Gather every line of the data below that contains the string "gate" and copy each one in full. Treat uppercase and lowercase letters as different.

** Begin **

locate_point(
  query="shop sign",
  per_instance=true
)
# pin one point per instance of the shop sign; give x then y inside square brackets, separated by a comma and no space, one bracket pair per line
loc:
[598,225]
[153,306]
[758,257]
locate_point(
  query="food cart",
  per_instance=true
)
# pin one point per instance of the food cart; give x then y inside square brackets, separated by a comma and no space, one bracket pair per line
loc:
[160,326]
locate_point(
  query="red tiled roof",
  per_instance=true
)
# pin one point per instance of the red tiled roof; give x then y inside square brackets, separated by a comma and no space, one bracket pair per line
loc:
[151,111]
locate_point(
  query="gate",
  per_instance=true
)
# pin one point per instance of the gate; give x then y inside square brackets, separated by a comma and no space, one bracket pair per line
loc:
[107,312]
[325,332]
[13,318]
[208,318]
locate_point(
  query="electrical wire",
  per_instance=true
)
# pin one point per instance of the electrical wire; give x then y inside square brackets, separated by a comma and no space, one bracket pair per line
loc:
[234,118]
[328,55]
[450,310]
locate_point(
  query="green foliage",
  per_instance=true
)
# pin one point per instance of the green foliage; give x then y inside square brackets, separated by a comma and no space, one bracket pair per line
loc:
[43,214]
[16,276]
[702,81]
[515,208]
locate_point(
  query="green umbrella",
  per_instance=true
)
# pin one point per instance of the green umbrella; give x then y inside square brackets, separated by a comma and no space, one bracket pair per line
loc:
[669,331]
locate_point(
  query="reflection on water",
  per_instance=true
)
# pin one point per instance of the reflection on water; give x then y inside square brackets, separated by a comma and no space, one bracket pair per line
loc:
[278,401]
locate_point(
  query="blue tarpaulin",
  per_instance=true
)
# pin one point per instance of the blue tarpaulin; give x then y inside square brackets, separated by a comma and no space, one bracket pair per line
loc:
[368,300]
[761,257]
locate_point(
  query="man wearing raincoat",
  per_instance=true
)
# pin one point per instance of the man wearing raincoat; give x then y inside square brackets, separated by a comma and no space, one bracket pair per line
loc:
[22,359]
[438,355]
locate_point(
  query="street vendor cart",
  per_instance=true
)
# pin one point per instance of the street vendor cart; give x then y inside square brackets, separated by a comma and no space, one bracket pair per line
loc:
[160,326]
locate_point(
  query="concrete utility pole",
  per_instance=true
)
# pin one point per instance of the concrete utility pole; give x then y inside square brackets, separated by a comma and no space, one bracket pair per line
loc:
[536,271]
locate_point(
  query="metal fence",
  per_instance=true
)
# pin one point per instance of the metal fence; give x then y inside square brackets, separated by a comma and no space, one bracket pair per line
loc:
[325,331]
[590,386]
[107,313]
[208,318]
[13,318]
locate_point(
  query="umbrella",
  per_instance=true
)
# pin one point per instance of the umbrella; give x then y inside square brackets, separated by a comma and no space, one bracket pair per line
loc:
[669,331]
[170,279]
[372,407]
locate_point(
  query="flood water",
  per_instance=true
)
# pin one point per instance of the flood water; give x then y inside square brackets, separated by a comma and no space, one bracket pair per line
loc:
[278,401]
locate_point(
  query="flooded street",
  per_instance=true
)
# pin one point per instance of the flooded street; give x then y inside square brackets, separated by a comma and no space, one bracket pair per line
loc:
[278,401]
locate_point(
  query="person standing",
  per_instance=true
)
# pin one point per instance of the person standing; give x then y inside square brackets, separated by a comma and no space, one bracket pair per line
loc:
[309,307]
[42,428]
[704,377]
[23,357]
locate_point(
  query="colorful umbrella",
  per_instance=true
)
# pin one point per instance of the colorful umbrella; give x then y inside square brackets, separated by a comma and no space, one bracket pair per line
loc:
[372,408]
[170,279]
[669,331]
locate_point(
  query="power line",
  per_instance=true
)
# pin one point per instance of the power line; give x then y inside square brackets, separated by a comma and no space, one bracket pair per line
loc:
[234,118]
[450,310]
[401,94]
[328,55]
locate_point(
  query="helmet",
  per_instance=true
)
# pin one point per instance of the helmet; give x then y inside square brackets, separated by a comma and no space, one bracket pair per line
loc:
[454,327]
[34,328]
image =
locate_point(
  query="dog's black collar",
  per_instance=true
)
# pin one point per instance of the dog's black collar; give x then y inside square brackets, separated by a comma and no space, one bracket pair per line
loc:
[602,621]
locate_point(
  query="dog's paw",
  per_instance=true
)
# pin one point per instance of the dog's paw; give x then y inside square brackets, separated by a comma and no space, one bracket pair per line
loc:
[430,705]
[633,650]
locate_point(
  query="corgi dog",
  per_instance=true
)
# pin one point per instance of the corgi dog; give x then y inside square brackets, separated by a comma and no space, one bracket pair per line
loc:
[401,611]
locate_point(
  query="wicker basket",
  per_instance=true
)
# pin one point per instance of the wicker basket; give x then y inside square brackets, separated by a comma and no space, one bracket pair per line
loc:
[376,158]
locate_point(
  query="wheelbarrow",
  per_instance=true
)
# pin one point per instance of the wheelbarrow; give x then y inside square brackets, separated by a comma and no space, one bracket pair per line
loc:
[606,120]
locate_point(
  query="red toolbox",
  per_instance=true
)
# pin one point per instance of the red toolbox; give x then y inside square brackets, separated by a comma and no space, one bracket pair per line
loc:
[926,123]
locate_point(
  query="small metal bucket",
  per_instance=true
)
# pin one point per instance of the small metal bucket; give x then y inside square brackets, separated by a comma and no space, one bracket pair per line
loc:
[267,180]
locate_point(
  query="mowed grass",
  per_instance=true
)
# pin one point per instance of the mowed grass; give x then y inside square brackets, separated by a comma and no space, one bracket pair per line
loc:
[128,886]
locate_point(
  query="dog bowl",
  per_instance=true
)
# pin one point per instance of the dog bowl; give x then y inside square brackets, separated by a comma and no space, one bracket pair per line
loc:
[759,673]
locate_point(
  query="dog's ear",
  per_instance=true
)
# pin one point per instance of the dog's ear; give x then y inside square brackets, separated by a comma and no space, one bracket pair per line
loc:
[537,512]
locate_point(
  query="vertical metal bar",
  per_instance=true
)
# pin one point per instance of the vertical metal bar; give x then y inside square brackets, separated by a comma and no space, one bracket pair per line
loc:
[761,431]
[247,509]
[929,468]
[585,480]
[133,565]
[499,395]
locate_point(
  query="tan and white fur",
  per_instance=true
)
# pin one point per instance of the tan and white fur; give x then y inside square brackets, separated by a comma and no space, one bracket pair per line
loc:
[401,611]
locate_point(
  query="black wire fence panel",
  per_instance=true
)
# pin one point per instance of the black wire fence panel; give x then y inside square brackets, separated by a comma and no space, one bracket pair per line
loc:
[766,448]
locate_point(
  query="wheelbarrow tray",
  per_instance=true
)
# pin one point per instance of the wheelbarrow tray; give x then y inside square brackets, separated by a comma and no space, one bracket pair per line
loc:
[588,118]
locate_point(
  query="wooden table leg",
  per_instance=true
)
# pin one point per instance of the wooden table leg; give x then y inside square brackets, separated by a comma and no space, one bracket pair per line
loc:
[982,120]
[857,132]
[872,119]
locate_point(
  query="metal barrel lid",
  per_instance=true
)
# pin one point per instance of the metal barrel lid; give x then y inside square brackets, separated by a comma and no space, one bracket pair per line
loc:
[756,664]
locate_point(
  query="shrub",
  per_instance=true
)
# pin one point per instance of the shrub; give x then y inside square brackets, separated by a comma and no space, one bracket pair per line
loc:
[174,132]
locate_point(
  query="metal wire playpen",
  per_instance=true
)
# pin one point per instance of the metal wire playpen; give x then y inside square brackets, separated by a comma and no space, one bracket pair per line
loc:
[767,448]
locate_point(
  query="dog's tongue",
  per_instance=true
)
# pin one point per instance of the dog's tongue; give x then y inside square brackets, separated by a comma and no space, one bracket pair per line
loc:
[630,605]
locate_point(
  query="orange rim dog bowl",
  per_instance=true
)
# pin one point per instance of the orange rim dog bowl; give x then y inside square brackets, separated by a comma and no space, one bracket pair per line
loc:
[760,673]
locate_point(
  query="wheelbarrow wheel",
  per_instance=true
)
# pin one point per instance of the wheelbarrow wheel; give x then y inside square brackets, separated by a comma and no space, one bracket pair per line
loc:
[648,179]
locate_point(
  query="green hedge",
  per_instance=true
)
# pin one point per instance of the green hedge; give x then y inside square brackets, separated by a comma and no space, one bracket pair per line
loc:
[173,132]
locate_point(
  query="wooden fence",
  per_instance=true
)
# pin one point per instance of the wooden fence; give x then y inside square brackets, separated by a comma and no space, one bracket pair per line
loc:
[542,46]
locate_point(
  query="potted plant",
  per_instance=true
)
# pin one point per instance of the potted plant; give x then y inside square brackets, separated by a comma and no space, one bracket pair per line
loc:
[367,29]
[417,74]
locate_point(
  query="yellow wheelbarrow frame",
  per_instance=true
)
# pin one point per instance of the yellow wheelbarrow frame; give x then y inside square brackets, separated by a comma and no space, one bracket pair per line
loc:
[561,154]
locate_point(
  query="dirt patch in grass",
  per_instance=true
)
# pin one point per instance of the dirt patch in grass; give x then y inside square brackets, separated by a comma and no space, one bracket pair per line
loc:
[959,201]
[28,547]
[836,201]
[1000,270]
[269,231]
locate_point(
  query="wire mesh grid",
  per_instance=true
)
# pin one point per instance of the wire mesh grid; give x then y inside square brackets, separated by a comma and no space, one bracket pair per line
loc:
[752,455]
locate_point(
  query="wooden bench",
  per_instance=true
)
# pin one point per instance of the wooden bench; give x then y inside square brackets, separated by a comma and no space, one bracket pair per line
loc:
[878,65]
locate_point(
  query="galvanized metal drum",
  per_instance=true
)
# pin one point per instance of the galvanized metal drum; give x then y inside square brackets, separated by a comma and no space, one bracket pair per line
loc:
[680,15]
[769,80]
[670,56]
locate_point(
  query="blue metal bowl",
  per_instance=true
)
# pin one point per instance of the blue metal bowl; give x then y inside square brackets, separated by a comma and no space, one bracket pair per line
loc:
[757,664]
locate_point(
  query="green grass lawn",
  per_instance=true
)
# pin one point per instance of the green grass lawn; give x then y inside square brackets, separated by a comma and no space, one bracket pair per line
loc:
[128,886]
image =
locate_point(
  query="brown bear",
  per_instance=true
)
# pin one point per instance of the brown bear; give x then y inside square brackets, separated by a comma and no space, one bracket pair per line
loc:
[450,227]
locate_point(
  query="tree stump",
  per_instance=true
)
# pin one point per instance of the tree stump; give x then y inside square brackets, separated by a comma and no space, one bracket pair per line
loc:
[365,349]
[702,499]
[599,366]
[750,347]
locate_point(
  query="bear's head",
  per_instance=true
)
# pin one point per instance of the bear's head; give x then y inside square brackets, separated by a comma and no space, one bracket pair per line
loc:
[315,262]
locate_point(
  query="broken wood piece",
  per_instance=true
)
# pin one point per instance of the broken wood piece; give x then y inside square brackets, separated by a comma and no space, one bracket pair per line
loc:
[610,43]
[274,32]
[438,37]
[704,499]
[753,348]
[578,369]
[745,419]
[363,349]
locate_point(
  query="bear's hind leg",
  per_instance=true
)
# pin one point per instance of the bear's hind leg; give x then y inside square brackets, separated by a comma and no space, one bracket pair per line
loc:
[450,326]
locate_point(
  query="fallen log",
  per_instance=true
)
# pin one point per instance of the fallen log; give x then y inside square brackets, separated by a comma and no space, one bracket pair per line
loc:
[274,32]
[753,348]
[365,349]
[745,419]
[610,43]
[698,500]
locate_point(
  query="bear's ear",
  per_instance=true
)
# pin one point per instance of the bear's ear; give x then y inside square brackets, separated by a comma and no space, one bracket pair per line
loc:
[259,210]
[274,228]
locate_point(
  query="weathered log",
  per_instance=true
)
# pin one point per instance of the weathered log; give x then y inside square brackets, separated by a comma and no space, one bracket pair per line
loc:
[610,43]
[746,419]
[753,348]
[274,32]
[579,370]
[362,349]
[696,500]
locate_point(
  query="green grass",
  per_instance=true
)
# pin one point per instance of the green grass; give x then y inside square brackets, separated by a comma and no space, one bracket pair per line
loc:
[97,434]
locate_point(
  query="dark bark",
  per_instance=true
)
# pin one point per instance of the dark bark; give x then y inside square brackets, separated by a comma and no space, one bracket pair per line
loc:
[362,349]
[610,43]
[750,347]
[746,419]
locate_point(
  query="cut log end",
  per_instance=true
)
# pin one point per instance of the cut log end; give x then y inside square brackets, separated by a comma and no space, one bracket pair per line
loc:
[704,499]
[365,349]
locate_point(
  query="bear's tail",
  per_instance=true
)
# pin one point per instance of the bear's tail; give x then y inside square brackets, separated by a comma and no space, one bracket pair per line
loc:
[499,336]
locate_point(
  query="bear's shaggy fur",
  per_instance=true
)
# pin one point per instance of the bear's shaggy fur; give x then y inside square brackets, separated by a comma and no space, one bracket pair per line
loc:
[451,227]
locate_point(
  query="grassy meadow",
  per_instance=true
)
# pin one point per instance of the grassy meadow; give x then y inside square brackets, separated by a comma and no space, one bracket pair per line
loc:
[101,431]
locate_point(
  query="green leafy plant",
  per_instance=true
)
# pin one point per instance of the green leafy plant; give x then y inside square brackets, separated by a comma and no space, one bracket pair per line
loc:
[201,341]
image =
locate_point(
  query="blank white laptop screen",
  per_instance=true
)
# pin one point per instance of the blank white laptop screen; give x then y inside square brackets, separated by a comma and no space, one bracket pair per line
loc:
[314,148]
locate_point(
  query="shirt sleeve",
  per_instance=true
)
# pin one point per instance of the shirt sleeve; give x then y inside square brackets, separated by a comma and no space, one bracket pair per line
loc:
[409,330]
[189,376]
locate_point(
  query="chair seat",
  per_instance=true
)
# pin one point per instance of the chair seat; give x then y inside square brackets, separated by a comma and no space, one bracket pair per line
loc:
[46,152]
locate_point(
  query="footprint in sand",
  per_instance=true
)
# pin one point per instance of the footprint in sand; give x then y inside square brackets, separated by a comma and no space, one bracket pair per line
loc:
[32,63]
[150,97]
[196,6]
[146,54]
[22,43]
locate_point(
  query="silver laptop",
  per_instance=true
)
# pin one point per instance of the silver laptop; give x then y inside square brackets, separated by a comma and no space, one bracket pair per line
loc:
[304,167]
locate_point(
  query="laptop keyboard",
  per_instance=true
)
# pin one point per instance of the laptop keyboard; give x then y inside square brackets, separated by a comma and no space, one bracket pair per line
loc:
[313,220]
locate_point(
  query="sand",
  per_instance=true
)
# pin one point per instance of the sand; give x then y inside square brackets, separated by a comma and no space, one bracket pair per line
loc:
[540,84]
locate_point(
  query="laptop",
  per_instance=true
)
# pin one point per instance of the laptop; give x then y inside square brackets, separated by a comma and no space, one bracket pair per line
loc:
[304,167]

** End **

## OUTPUT FOR THIS TASK:
  query="gate",
# pin one point per instance of the gate; give x then y inside square brackets, separated by a comma and no space, one bracket pair per line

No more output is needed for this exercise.